**REQUIRED ACTION**
A verbatim copy of every record is required, and no pictures should be included.

**GIVEN RECORDS**
[Start of section]

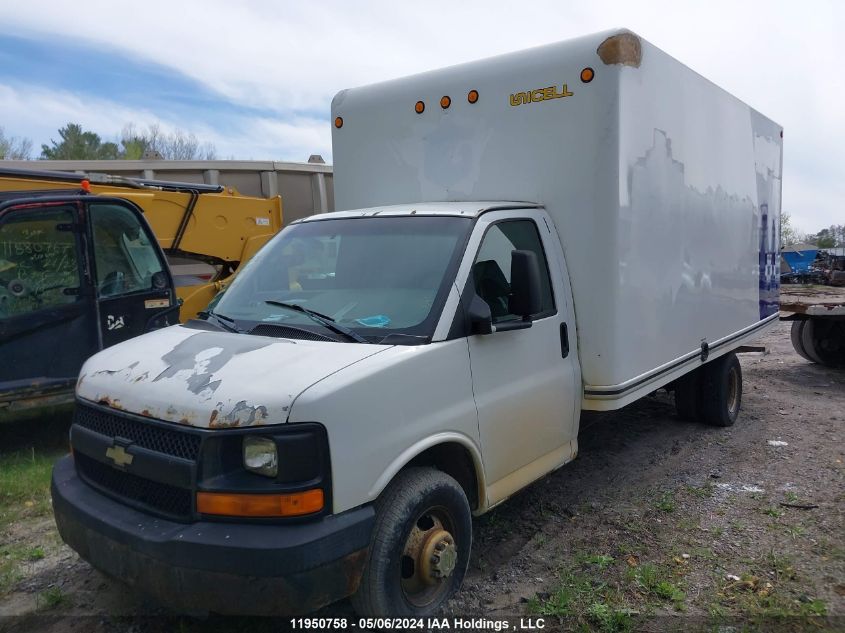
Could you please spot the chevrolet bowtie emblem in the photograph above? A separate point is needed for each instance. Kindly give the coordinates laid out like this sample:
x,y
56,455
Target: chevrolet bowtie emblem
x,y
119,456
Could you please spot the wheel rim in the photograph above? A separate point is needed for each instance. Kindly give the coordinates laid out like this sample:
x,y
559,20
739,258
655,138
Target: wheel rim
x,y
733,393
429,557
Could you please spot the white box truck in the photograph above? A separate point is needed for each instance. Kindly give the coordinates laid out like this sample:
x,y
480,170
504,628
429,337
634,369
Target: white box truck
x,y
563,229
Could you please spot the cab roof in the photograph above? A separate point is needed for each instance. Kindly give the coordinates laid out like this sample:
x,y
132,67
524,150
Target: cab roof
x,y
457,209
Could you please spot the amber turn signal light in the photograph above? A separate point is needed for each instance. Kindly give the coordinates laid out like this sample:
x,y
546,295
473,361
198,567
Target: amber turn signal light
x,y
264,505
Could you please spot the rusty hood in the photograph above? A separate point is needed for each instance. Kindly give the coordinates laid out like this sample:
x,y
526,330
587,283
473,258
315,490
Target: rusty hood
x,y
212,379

[End of section]

**EXERCISE RESPONSE**
Could you please spot the chevrolet bowtie emblem in the photograph above? A separate point is needed for each instance. Kindly give the coordinates laid out like this sample:
x,y
56,455
Target: chevrolet bowtie emblem
x,y
119,456
Could you please spot the wheel rim in the photograph above? A separate point is needed for each instance. Kindly give the coordinates laid out like this sample:
x,y
559,20
739,258
655,138
Target: wheel rim
x,y
733,393
429,557
Could you please spot the white box truck in the photograph above? A separate point is needed for each instance. Kindly give the coordinates laid out like this sample:
x,y
480,170
504,628
429,337
634,369
Target: white box truck
x,y
563,229
Could you please spot the cab roof in the photograph above? A separate point is needed for each instance. Kindly give the coordinates laid out like this sample:
x,y
132,67
524,150
Target: cab roof
x,y
457,209
Could you please spot the amber turn signal light in the photograph above? A separate point is needed for each instance. Kindly give the coordinates laid out like this sample:
x,y
546,295
473,361
198,567
Target: amber turn signal light
x,y
264,505
Could you please spot the rusty hood in the photograph above? A separate point is needed for each instance. Kindly give the coordinates laid out like this sample:
x,y
526,330
587,283
473,258
315,490
Target: rusty hood
x,y
212,379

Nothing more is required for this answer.